### Teks Bacaan
------------------------

Direktur Jenderal Minyak dan Gas (Migas) Kementerian ESDM Tutuka Ariadji mengatakan pihaknya akan berkoordinasi dengan Kementerian Perindustrian (Kemenperin) mengenai dampak yang diperoleh industri tersebut setelah memperoleh harga khusus.
Pasalnya, ia bilang, serapan gas harga khusus industri ini dari sisi volume masih rendah yakni 229,4 billion british thermal unit per day (BBTUD) atau 61 persen dari yang dialokasikan sesuai Keputusan Menteri ESDM Nomor 89 Tahun 2020 sebesar 374 BBTUD.
"Memang ini perlu koordinasi yang baik dengan Kemenperin, industri yang menyerap gas ini melaporkan dampaknya. Kalau enggak diserap 100 persen alasannya apa. Saya belum tahu persis kalau soal industrinya perform atau tidak. Saya setuju perlu melakukan evaluasi dengan kemenperin" kata Tutuka, dalam Rapat Dengar Pendapat (RDP) dengan Komisi VII DPR, Jakarta, Rabu, 24 Maret 2021.

------------------------

### Materi yang Disediakan

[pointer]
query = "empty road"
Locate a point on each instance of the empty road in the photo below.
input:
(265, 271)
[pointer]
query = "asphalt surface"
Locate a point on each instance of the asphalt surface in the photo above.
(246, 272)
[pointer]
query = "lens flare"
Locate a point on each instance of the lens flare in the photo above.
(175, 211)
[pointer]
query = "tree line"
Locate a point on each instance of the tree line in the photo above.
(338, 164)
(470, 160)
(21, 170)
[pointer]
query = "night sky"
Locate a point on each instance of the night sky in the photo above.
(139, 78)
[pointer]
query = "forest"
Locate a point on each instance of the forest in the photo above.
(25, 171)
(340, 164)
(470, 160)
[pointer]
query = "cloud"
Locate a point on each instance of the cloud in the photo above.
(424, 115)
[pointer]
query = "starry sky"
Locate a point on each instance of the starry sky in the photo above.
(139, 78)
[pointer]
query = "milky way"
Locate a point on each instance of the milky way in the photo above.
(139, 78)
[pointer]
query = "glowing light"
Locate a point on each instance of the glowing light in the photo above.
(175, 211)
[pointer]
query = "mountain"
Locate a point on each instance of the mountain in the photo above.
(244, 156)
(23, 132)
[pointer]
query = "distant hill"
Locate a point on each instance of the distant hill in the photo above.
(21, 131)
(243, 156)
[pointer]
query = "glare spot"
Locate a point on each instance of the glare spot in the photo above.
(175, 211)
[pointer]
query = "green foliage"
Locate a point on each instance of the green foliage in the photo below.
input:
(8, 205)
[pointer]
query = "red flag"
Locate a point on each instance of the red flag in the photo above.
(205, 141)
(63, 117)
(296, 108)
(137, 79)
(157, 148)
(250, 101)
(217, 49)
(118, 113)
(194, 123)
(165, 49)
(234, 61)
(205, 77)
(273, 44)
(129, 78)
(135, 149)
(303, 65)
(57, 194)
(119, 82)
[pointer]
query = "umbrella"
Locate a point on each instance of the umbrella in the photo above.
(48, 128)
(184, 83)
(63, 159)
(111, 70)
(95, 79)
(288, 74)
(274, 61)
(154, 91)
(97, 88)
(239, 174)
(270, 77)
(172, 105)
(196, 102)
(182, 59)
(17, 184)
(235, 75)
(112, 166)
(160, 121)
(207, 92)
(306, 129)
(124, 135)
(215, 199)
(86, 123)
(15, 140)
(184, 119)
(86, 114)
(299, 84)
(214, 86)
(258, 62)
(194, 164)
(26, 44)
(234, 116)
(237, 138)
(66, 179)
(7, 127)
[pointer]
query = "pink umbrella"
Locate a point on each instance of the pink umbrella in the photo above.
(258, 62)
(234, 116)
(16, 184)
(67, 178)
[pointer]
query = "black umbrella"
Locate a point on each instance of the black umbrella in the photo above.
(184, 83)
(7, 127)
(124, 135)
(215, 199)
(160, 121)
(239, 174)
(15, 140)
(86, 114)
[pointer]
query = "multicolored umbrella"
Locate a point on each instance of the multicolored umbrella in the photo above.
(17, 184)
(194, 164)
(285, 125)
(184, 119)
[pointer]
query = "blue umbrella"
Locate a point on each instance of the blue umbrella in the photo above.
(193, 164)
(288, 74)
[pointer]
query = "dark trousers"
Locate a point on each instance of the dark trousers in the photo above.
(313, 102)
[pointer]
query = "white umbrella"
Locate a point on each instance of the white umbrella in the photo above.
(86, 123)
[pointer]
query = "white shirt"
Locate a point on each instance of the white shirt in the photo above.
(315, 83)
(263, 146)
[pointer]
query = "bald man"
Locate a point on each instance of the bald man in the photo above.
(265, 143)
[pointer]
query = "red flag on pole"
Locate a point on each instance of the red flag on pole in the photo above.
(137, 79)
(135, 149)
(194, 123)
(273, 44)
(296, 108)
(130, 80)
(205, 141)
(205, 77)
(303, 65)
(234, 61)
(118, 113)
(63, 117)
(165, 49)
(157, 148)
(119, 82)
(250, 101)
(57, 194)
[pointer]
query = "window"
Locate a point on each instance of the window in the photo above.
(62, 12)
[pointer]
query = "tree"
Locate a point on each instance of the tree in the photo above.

------------------------

### Latihan
**a.** Tentukan apakah setiap pernyataan berikut sesuai dengan teks bacaan, lalu jawab ya atau tidak disertai kutipan kata-kata teks yang menentukan jawaban itu: (i) serapan gas harga khusus industri mencapai 61 persen dari alokasi; (ii) Tutuka sudah mengetahui dengan pasti apakah industri penerima harga khusus berkinerja baik; (iii) pernyataan Tutuka disampaikan dalam rapat dengan Komisi VII DPR pada Rabu, 24 Maret 2021.
**b.** Terjemahkan kalimat "Kalau enggak diserap 100 persen alasannya apa." dari teks bacaan ke dalam bahasa Inggris.
Materi tersebut terpisah dari teks bacaan.

### Jawaban Tiap Butir
**a.**
(i) Ya: "229,4 billion british thermal unit per day (BBTUD) atau 61 persen dari yang dialokasikan".
(ii) Tidak: "Saya belum tahu persis kalau soal industrinya perform atau tidak."
(iii) Ya: "dalam Rapat Dengar Pendapat (RDP) dengan Komisi VII DPR, Jakarta, Rabu, 24 Maret 2021".

**b.** If it isn't 100 percent absorbed, what's the reason?